--- TEXT UNDER STUDY ---
Tessera Therapeutics, Flagship’s major bet on what it calls gene writing, is letting go 13% to 14% of its workforce, a spokesperson confirmed to Endpoints News.
The well-funded Boston biotech will reduce its headcount as it focuses on getting into the clinic. The spokesperson said the move impacts “less than 50 employees.”
“As a result of positive data from our preclinical programs, we have reached an inflection point where we need to rebalance the resources of our organization to prioritize and grow our clinical development efforts in anticipation of advancing multiple candidates into the clinic,” the spokesperson wrote in an email.
“Consequently, we have made the decision to reduce our current staff in some areas while continuing to hire in others that will support our goals,” the spokesperson added.
Headcount reductions have been a common move for gene editing startups and platform biotechs that launched with grand ambitions but have had to scale back in order to save capital for costly human trials.
Tessera is one of the highest-profile startups incubated by Flagship Pioneering, the firm behind Moderna, among dozens of other companies. Tessera launched in 2018 and has reeled in more than $530 million. Flagship poached former AbbVie vice chair and president Michael Severino as its CEO in the summer of 2022.
The upstart’s so-called “gene writers” tweak particular letters or insert new sequences of DNA. It’s part of a third wave of gene editing, and researchers have said the biotech’s technology sounds similar to techniques being explored by other fledgling companies.
At last year’s American Society of Gene & Cell Therapy conference, Tessera lifted the cover on early data for five of its preclinical programs. At next month’s iteration of the annual confab, Tessera plans to share more on its in vivo therapies for phenylketonuria, alpha-1 antitrypsin deficiency, sickle cell disease and Wilson’s disease, Severino said in a press release on Monday. It will also present updates on its T cell-based therapies, he said.
“We’re simply trying to demonstrate whether our delivery works and whether gene writing machinery works in the way we would expect,” Severino told Endpoints at last year’s ASGCT conference. “When the answers to those questions are yes, precedence tells us it translates with a high degree of certainty into the clinic and so we think these are very, very exciting results.”

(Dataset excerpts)
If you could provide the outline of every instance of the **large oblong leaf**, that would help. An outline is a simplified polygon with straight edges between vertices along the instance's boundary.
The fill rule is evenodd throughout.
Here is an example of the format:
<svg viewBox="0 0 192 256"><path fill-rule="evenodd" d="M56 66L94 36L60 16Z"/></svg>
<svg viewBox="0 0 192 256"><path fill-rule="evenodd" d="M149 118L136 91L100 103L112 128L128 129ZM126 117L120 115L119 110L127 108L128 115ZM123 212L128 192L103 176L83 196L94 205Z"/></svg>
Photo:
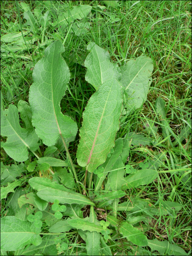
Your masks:
<svg viewBox="0 0 192 256"><path fill-rule="evenodd" d="M90 51L84 62L87 68L85 80L91 84L97 90L105 82L112 78L117 81L121 79L121 74L118 65L110 61L108 52L93 42L87 46Z"/></svg>
<svg viewBox="0 0 192 256"><path fill-rule="evenodd" d="M57 199L62 204L83 204L95 206L95 204L85 196L63 185L52 182L48 179L34 177L29 180L29 183L38 191L37 193L38 196L47 202L53 203Z"/></svg>
<svg viewBox="0 0 192 256"><path fill-rule="evenodd" d="M86 107L77 158L79 165L89 172L104 163L114 146L122 101L120 84L113 79L100 86Z"/></svg>
<svg viewBox="0 0 192 256"><path fill-rule="evenodd" d="M153 62L149 57L140 56L136 60L129 61L120 68L122 86L125 89L128 98L132 98L128 99L127 104L138 108L147 99L152 80Z"/></svg>
<svg viewBox="0 0 192 256"><path fill-rule="evenodd" d="M40 231L40 228L28 221L15 216L4 217L1 219L1 249L16 251L31 243L38 245L42 241L38 234Z"/></svg>
<svg viewBox="0 0 192 256"><path fill-rule="evenodd" d="M60 42L51 44L45 57L36 64L30 87L29 102L32 123L35 131L48 146L55 144L60 135L64 138L75 136L76 123L61 112L60 102L69 79L69 68L60 56L64 51Z"/></svg>
<svg viewBox="0 0 192 256"><path fill-rule="evenodd" d="M18 162L28 158L27 149L36 150L39 140L34 128L23 129L19 124L19 111L12 104L3 112L3 95L1 92L1 135L7 137L5 143L1 144L6 153Z"/></svg>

--- INSTRUCTIONS ---
1. Using the article on Tessera's layoffs, decide whether each statement agrees with it, answering yes or no and quoting the deciding words: (a) Tessera launched in 2018. (b) The cuts affect more than 50 employees. (c) Michael Severino previously held a senior role at Moderna.
2. Retype the part of the article on Tessera's layoffs starting at "The well-funded Boston" and ending at "in an email.".

--- TASK-BY-TASK RESULTS ---
1.
(a) Yes: "Tessera launched in 2018"
(b) No: "less than 50 employees."
(c) No: "former AbbVie vice chair and president Michael Severino"

2.
The well-funded Boston biotech will reduce its headcount as it focuses on getting into the clinic. The spokesperson said the move impacts “less than 50 employees.”
“As a result of positive data from our preclinical programs, we have reached an inflection point where we need to rebalance the resources of our organization to prioritize and grow our clinical development efforts in anticipation of advancing multiple candidates into the clinic,” the spokesperson wrote in an email.